STATED GOAL
Extract the data exactly, missing nothing.

DATA RECORDS

****************************************

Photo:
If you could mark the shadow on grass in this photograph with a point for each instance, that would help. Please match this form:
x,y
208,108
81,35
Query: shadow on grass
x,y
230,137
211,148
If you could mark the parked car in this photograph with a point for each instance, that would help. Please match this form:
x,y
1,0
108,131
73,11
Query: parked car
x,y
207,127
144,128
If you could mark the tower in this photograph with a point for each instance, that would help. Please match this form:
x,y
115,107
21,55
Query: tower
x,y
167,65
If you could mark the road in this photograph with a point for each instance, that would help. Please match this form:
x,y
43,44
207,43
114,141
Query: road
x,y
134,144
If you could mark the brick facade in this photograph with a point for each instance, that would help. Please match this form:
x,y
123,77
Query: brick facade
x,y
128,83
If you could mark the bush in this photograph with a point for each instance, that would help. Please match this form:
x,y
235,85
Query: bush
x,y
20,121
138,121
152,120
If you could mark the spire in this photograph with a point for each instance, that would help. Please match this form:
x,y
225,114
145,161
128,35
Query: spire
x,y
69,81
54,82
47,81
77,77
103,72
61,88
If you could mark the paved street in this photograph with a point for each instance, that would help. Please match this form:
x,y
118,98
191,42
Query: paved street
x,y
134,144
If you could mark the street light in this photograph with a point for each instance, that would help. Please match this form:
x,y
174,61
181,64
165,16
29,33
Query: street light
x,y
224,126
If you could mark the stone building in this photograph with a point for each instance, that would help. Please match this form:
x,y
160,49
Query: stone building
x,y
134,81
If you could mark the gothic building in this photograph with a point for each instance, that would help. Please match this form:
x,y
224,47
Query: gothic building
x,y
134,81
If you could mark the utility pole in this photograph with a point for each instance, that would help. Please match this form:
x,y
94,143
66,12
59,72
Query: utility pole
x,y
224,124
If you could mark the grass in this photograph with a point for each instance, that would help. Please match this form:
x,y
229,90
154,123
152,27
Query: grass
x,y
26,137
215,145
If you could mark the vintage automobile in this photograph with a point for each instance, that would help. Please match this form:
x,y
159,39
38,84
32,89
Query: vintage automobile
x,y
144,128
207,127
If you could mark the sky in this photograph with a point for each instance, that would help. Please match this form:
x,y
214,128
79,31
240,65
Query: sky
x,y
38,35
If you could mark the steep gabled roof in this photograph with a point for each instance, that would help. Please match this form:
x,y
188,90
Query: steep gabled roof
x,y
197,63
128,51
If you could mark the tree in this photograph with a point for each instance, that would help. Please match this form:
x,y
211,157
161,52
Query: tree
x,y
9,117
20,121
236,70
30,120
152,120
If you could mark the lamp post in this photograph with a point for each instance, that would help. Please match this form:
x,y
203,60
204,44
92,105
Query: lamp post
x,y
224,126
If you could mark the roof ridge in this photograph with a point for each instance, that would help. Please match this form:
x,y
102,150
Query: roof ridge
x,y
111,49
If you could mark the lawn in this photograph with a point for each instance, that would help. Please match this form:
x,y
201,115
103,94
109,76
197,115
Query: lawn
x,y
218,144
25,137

****************************************

EXERCISE RESPONSE
Photo:
If you could mark the shadow on grass in this photograph with a point for each instance, that would help. Please match this form:
x,y
208,108
81,35
Query: shadow on grass
x,y
230,137
211,148
If you could mark the parked car in this photograph with a point for each instance, that would help. Please match this form:
x,y
1,0
108,131
73,11
Query: parked car
x,y
207,127
144,128
If you could mark the tower in this photograph with a point for each instance, that would help. Please match this form:
x,y
115,107
21,55
Query: tower
x,y
167,65
If you could mark the road in this photograph with a point for each instance, that would help. Please match this form:
x,y
43,44
207,43
114,141
Query: road
x,y
134,144
If you could mark the brick facade in this photograph with a point for each instance, that would help. Please match this form:
x,y
123,77
Query: brick facade
x,y
128,83
If you could mark the bush in this photograph with a point for each instance, that would help. Please match this form:
x,y
235,85
Query: bush
x,y
20,121
138,121
152,120
If you could mark the spire in this photograph with a point for each instance, that would help. Please match this form:
x,y
225,114
145,161
128,35
Query: spire
x,y
69,81
54,82
47,81
77,77
103,72
61,88
If you could mark the paved street in this photograph with a point for each instance, that would help. Please match this form:
x,y
118,98
191,42
Query: paved street
x,y
134,144
If you could mark the street light in this photograph with a point for each instance, that would help. Please match this form:
x,y
174,61
181,64
165,16
29,33
Query: street light
x,y
224,126
If you could mark the stone building in this photograph with a point for each instance, that would help. Please match this form:
x,y
160,49
Query: stone building
x,y
134,81
If you could mark the gothic building in this photograph with a point for each instance, that would help. Please match this form:
x,y
224,47
Query: gothic building
x,y
134,81
If you could mark the utility pole in this photograph with a point for each instance, that would help. Please match this form:
x,y
94,143
66,12
59,72
Query: utility pole
x,y
224,124
If you could mark the grass in this photograph with a point for each instance, that would help. Please match this form:
x,y
229,90
154,123
152,27
Query: grass
x,y
26,137
215,145
If you could mark the vintage automobile in this photograph with a point for each instance, that would help. Please match this form:
x,y
159,39
38,84
32,89
Query: vintage automobile
x,y
144,128
207,127
If you could mark the sky in this photograph with a point for each instance, that would help. Please match this form:
x,y
214,128
79,31
240,65
Query: sky
x,y
38,35
If you could mark the steep gabled roof in this photograph with a point for each instance, that would help. Please match this form:
x,y
188,90
Query: steep gabled roof
x,y
197,63
128,51
If you could mark the tree in this photograph with a point for each instance, that would help. Please match this form:
x,y
211,157
161,52
Query: tree
x,y
9,117
20,121
236,70
30,120
152,120
If you could mark the lamp post in this photograph with a point for each instance, that would help. Please match this form:
x,y
203,60
204,44
92,105
Query: lamp post
x,y
224,126
If you could mark the roof ridge in this photograph with a point for each instance, that would help. Please match this form:
x,y
102,150
Query: roof ridge
x,y
111,49
If you could mark the lawn in this photograph with a point for each instance, that would help. Please match this form:
x,y
201,115
103,94
109,76
197,115
Query: lawn
x,y
218,144
25,137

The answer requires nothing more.